SOURCE PASSAGE:
* * * *
Where you see this in practice: Unit testing in RL libraries; logging and monitoring in training loops; debugging checklists in RL courses and blogs.

Illustration (diagnostics): When SAC doesn’t learn, logging Q-values, reward, and entropy helps. The chart below shows healthy vs broken: Q can go to 0 or explode; entropy can collapse to 0.

Exercise: Take a broken RL implementation (e.g., SAC that doesn’t learn). Write unit tests for the environment, replay buffer, and gradient shapes. Add logging for Q-values, rewards, and entropy. Diagnose the issue.

Professor’s hints

Broken SAC: You can introduce a bug (e.g. wrong sign in actor loss, target Q not detached, reward multiplied by 0, or learning rate too high/low) or use an existing buggy snippet. The goal is to find and fix it.
Unit tests: (1) Env: reset() returns obs in expected shape; step(a) returns (obs, reward, done, info); run 10 steps and check no NaN. (2) Buffer: add 100 transitions, sample batch of 32; check shapes of s, a, r, s’, done. (3) Gradients: compute critic loss, loss.backward(); check that critic parameters have non-zero grad; same for actor.
Logging: Every N steps, log mean Q(s,a) on a batch, mean reward in the last 10 episodes, mean entropy (or mean log π(a|s)). Plot or print; look for Q going to 0 or infinity, reward always 0, entropy collapsing to 0.
* * * *
Saved entries
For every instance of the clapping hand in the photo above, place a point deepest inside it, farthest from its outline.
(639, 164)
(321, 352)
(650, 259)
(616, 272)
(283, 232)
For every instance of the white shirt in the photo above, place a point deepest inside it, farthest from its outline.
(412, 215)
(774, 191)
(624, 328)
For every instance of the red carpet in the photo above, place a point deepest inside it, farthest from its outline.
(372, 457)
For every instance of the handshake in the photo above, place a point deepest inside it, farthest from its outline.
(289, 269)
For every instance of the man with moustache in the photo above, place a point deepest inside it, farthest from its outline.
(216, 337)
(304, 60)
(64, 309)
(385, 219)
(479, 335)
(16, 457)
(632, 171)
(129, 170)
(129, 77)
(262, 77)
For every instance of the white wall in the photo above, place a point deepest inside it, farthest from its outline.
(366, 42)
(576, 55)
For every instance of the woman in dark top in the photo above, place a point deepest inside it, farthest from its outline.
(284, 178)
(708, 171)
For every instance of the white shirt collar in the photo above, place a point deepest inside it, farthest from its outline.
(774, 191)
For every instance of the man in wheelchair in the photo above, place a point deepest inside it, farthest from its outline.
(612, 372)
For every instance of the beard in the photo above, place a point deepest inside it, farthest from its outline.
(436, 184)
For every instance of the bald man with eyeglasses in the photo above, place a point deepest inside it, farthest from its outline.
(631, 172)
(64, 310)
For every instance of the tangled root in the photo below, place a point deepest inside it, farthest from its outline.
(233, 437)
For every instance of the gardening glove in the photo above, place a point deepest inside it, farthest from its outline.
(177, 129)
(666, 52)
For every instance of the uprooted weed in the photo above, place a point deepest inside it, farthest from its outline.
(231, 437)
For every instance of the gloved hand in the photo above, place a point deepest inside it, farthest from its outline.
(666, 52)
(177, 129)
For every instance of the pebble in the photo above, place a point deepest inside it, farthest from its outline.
* * * *
ACTIVITY A: Copy from the SAC debugging passage the section between "Professor’s hints" and "and fix it.", inclusive.
ACTIVITY B:
Answer these questions from the SAC debugging passage:
(i) Which three quantities does the exercise say to add logging for?
(ii) In the buffer test, how many transitions are added, and what batch size is sampled?
(iii) For how many steps does the environment test run while checking for NaN?
ACTIVITY C: Continue the SAC debugging passage from its final sentence.

EXERCISE OUTPUT A:
Professor’s hints

Broken SAC: You can introduce a bug (e.g. wrong sign in actor loss, target Q not detached, reward multiplied by 0, or learning rate too high/low) or use an existing buggy snippet. The goal is to find and fix it.

EXERCISE OUTPUT B:
(i) Q-values, rewards, and entropy
(ii) 100 transitions are added, and a batch of 32 is sampled.
(iii) 10 steps

EXERCISE OUTPUT C:
Common SAC bugs: Forgetting to detach target Q; wrong sign in the actor loss (should maximize Q); reward scale (e.g. need to normalize); replay buffer not filling before updates.

Common pitfalls

Assuming the env is correct: Often the bug is in the env (e.g. wrong reward, done flag, or state). Test the env in isolation.
Not checking gradients: If a loss term is not connected to the graph (e.g. constant), gradients will be zero and that part of the model will not learn.
Overlooking scale: Rewards or Q-values that are too large can cause instability; too small and learning is slow. Log and normalize if needed.

Worked solution (warm-up: LLM scale)

Key idea: When applying RL to large language models, we have huge state/action spaces (vocabulary, long sequences). We need to scale rewards and gradients: e.g. normalize advantages, clip rewards, use a small KL penalty coefficient so the policy doesn’t collapse. Training is expensive so we reuse a pretrained model and do a few PPO (or DPO) updates. Monitor reward and KL; if reward spikes and KL explodes, we are reward hacking—tune the KL penalty.

Extra practice

Warm-up: Why is it useful to log Q-values and entropy during SAC training? What would you suspect if Q-values grow without bound?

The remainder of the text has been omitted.